** Instructions to follow **
Each record is to be written out exactly as it appears.

** Records for the exercise **
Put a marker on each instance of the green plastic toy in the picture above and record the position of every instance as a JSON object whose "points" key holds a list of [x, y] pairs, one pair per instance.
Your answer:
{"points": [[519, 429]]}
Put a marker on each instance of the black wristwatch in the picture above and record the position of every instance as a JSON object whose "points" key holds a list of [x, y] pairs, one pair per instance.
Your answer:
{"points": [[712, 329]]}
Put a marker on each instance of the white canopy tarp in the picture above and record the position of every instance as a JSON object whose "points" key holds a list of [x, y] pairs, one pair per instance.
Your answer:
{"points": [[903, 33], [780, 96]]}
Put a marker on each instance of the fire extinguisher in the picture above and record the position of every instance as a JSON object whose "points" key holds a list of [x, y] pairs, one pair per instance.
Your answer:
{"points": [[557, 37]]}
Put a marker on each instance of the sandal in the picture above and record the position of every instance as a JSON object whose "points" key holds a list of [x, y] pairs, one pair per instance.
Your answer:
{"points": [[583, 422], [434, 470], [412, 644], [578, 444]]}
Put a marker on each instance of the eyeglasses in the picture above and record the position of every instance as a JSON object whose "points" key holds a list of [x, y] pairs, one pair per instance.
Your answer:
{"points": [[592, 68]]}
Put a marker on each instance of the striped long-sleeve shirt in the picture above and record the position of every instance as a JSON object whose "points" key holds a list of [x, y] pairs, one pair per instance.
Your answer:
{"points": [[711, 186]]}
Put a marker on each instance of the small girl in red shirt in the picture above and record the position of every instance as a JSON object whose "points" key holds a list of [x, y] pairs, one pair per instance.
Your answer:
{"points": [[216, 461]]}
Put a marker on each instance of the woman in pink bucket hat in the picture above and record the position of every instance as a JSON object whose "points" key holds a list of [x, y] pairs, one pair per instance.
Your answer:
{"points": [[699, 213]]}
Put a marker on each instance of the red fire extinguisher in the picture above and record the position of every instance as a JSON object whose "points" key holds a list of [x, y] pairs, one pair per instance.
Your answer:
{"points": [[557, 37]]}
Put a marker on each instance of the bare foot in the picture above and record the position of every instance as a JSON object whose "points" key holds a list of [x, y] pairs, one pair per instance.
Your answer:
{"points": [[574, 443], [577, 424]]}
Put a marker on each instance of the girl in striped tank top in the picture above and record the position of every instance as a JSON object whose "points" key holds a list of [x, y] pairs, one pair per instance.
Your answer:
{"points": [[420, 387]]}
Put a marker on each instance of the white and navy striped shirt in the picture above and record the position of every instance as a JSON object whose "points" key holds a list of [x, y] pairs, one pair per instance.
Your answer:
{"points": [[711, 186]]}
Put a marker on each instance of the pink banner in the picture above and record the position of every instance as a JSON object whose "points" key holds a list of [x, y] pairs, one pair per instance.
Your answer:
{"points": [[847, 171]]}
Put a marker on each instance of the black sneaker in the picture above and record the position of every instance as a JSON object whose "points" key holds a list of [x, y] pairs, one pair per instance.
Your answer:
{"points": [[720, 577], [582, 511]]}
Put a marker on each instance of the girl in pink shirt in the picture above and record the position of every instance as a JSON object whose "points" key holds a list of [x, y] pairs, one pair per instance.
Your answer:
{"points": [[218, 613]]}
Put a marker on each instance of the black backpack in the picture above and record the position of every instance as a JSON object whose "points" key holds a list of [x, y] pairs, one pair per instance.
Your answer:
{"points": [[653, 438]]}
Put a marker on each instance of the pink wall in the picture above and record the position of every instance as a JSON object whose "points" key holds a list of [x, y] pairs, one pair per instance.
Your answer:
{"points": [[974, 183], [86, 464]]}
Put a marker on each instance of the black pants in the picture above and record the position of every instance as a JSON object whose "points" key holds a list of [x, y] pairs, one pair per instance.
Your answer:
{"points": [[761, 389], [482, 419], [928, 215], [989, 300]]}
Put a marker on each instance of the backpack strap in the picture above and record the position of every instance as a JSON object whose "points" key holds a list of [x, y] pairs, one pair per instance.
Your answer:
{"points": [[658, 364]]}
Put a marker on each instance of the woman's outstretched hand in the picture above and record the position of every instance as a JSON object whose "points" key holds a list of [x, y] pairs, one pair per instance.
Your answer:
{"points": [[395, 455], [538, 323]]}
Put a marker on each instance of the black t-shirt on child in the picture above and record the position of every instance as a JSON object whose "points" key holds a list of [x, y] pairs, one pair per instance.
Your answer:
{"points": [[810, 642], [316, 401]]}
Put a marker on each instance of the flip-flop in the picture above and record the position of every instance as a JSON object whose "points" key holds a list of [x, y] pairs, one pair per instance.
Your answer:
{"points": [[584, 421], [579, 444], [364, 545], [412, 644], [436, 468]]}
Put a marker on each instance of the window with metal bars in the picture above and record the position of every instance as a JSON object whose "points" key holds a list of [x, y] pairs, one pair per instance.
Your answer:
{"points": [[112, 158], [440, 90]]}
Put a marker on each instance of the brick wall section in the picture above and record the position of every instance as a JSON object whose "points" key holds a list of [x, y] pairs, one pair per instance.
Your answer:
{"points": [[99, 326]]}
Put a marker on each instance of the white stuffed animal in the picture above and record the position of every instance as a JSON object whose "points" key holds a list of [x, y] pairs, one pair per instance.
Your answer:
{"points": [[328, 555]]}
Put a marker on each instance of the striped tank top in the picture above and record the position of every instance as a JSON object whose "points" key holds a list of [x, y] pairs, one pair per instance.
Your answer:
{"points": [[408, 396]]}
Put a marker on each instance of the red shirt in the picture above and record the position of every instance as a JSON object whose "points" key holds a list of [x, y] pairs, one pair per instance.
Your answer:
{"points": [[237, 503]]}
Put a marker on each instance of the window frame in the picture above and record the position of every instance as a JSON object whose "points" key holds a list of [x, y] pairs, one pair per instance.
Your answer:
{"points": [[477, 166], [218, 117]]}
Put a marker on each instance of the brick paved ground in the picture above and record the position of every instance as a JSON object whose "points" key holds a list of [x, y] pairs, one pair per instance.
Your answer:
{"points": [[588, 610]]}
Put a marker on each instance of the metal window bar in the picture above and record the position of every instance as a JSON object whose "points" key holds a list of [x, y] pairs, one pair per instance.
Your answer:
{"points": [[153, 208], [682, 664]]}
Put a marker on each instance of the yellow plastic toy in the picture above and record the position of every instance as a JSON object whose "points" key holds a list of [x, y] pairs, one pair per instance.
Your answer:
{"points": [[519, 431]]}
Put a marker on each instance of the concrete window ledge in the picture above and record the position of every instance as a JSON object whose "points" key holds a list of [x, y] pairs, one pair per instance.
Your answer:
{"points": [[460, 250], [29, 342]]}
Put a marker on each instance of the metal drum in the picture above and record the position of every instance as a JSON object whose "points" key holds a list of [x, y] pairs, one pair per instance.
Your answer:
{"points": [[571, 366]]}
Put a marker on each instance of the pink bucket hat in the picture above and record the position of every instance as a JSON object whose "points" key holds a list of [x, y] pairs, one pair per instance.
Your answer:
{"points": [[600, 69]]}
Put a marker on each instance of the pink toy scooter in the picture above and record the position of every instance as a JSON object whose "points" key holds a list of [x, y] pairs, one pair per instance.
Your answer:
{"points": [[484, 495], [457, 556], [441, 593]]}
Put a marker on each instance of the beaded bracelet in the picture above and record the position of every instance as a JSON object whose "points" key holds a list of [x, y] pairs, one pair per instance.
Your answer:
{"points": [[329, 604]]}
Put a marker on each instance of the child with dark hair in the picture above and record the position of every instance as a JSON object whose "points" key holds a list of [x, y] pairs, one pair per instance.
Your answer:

** Answer below **
Put a marker on each instance of the green plastic toy in the picture above and record the position of every instance as a JSON object whose "points" key holds a list of [x, y] pairs, one pair per instance.
Your answer:
{"points": [[519, 429]]}
Put a marker on each instance of the black wristwatch in the picture above and record the position of every instance as a JSON object whose "points" key holds a list of [x, y] pairs, one pair per instance.
Your answer:
{"points": [[712, 329]]}
Put a marker on each instance of the white canopy tarp in the picture above and record the position of every instance as a JSON object whose "points" key holds a list of [x, y] pairs, one pair per instance.
Your answer:
{"points": [[903, 33], [780, 96]]}
Put a marker on each instance of the fire extinguisher in the picture above and record the position of every instance as a JSON object whose "points" key holds a list of [x, y] pairs, one pair per instance.
Your answer:
{"points": [[557, 37]]}
Put a marker on each instance of the sandal in the picture above and record the position of every instance as a JSON object whose "points" key holds a list of [x, y] pairs, one pair per instance.
Your answer:
{"points": [[583, 422], [434, 470], [412, 644], [578, 444]]}
Put a marker on each instance of the eyeglasses in the picture above and record the position of every instance as a JSON object whose "points" key holds a list of [x, y] pairs, one pair per instance.
Your answer:
{"points": [[592, 68]]}
Put a marker on each instance of the striped long-sleeve shirt in the picture above and record the position of every instance as a JSON object whose "points" key holds a list of [x, y] pairs, one pair per instance.
Your answer:
{"points": [[711, 186]]}
Put a marker on each instance of the small girl in red shirt in the picture above and record the position of every instance as a JSON object whose "points" key holds a list of [x, y] pairs, one pair per instance.
Your answer:
{"points": [[216, 461]]}
Put a marker on each instance of the woman in pink bucket hat in the picture above and record the position of every instance as a JSON object whose "points" key holds a list of [x, y] pairs, one pair per instance.
Your answer:
{"points": [[699, 213]]}
Put a marker on each instance of the red fire extinguisher in the picture above and record the position of every instance as a JSON object whose "points" key holds a list of [x, y] pairs, one pair per instance.
Your answer:
{"points": [[557, 37]]}
Put a marker on each instance of the bare foot in the picture above and record the position of every instance as a JSON object whose "points" key holds a list of [x, y] pairs, one pair per instance.
Your answer:
{"points": [[574, 443], [577, 424]]}
Put a marker on each instance of the girl in striped tank top in the picture above and record the position of every instance as a JSON object whose "points" key holds a list of [x, y] pairs, one pair per instance.
Your answer:
{"points": [[420, 387]]}
Put a marker on each instance of the white and navy striped shirt in the picture above and record the position of every instance as a JSON object whose "points" key holds a list of [x, y] pairs, one pair per instance.
Your answer:
{"points": [[711, 186]]}
Put a marker on each instance of the pink banner in the picture above and record the position of every instance as a JSON object whose "points" key holds a list of [x, y] pairs, one pair per instance.
Your answer:
{"points": [[847, 171]]}
Put a marker on each instance of the black sneaker in the picture above and record the position of every instance as a JSON object whose "points" key holds a list of [x, y] pairs, one pair per instance.
Your answer:
{"points": [[720, 577], [582, 511]]}
Put a marker on each instance of the girl in pink shirt in the picture above and record the position of every instance as a JSON object whose "points" key holds a list of [x, y] pairs, one pair per instance.
Your answer:
{"points": [[218, 613]]}
Put a marker on each instance of the black backpack in the picture above and record the position of every instance as a JSON object whose "points" key holds a list of [x, y] pairs, one pair per instance.
Your answer:
{"points": [[653, 438]]}
Put a marker on each instance of the pink wall in the picture above and record the position of every instance as a JSON object whose "points" key holds a list of [x, y] pairs, one pair per instance.
Your answer:
{"points": [[974, 183], [86, 464]]}
Put a marker on each instance of the black pants in the picture above and record the position of every instance as a JSON object whose "points" key holds a list of [x, y] pairs, one pair per instance.
Your answer:
{"points": [[761, 389], [482, 419], [928, 215], [989, 300]]}
Put a marker on each instance of the backpack strap in the picture above and record the position of every instance as a JSON object whose "points" key holds a list of [x, y] pairs, one pair per instance.
Your answer:
{"points": [[658, 364]]}
Put a marker on each instance of the woman's outstretched hand in the picture above and record the position of every instance as a JSON object whose "points" key holds a list of [x, y] pairs, one pair per instance.
Your answer:
{"points": [[395, 455], [538, 323]]}
Put a marker on each instance of the black t-shirt on child in the picture above and record the position of every instance as a JSON object whose "points" key holds a list of [x, y] pairs, one pair per instance.
Your answer:
{"points": [[810, 642], [316, 401]]}
Put a marker on each instance of the flip-flop in the picture above and record the position of every instance as a JSON object whose "points" key holds a list of [x, y] pairs, one pair per instance.
Your answer:
{"points": [[584, 421], [579, 444], [364, 545], [412, 644], [436, 468]]}
Put a marker on each instance of the window with metal bars in the picture above and record the position of every instance as a JSON object whose "points" key holds a list of [x, y] pairs, one pair per instance.
Your answer:
{"points": [[112, 158], [440, 90]]}
Put a marker on each instance of the brick wall section in the picture above and record the position of every instance as a JSON object whose "points" key holds a list of [x, y] pairs, one pair per instance.
Your answer:
{"points": [[99, 326]]}
Put a marker on each instance of the white stuffed animal in the picture above and record the position of every instance as a JSON object whose "points" key holds a list of [x, y] pairs, one pair per instance.
Your answer:
{"points": [[328, 555]]}
Put a marker on each instance of the striped tank top in the picture above and record the position of every instance as a JSON object whose "points" key holds a list of [x, y] pairs, one pair per instance.
Your answer:
{"points": [[408, 396]]}
Put a marker on each instance of the red shirt in the picture above and record the position of every instance as a JSON object whose "points" key holds a list of [x, y] pairs, one pair per instance.
Your answer:
{"points": [[237, 503]]}
Put a marker on each instance of the window frame in the picture above and record the position of every instance as a JSON object whose "points" key holds a list of [x, y] pairs, one pair per instance.
Your answer:
{"points": [[477, 166], [218, 117]]}
Put a marker on each instance of the brick paved ground in the picture above and record the position of every instance as a JSON object whose "points" key holds a list of [x, y] pairs, one pair per instance.
Your answer:
{"points": [[588, 610]]}
Put a marker on each instance of the metal window bar in the picture above and record the position of every instance as a JSON object whose "points" key holds a list of [x, y] pairs, one pair per instance.
Your answer:
{"points": [[153, 208], [682, 664]]}
Put a marker on each instance of the yellow plastic toy in the picture above and record the position of every instance as a JSON object whose "points" key holds a list of [x, y] pairs, one pair per instance.
Your answer:
{"points": [[519, 431]]}
Put a marker on each instance of the concrete window ledge in the picture above and record the position of every instance as a JSON object whose "points" key holds a list of [x, y] pairs, one pair per instance.
Your answer:
{"points": [[460, 250], [29, 342]]}
Put a marker on each instance of the metal drum in the picture above and record the position of every instance as a JSON object whose "points" key holds a list of [x, y] pairs, one pair per instance.
Your answer:
{"points": [[571, 366]]}
Put a marker on each instance of the pink bucket hat in the picture above and record the position of every instance as a JSON object whose "points" key holds a list of [x, y] pairs, one pair per instance.
Your answer:
{"points": [[600, 69]]}
Put a marker on each instance of the pink toy scooter in the picture above and record the position of every instance as a JSON object whose "points" key holds a list of [x, y] pairs, one pair per instance.
Your answer:
{"points": [[484, 495], [457, 556], [441, 593]]}
Put a marker on each instance of the beaded bracelet in the picture above and record the position of every instance as a JSON object whose "points" key holds a list of [x, y] pairs, one pair per instance.
Your answer:
{"points": [[329, 604]]}
Put a marker on each instance of the child with dark hair in the picture above and record the position of every instance as a JSON object whose "points" key holds a list of [x, y] pairs, one pair per instance.
Your answer:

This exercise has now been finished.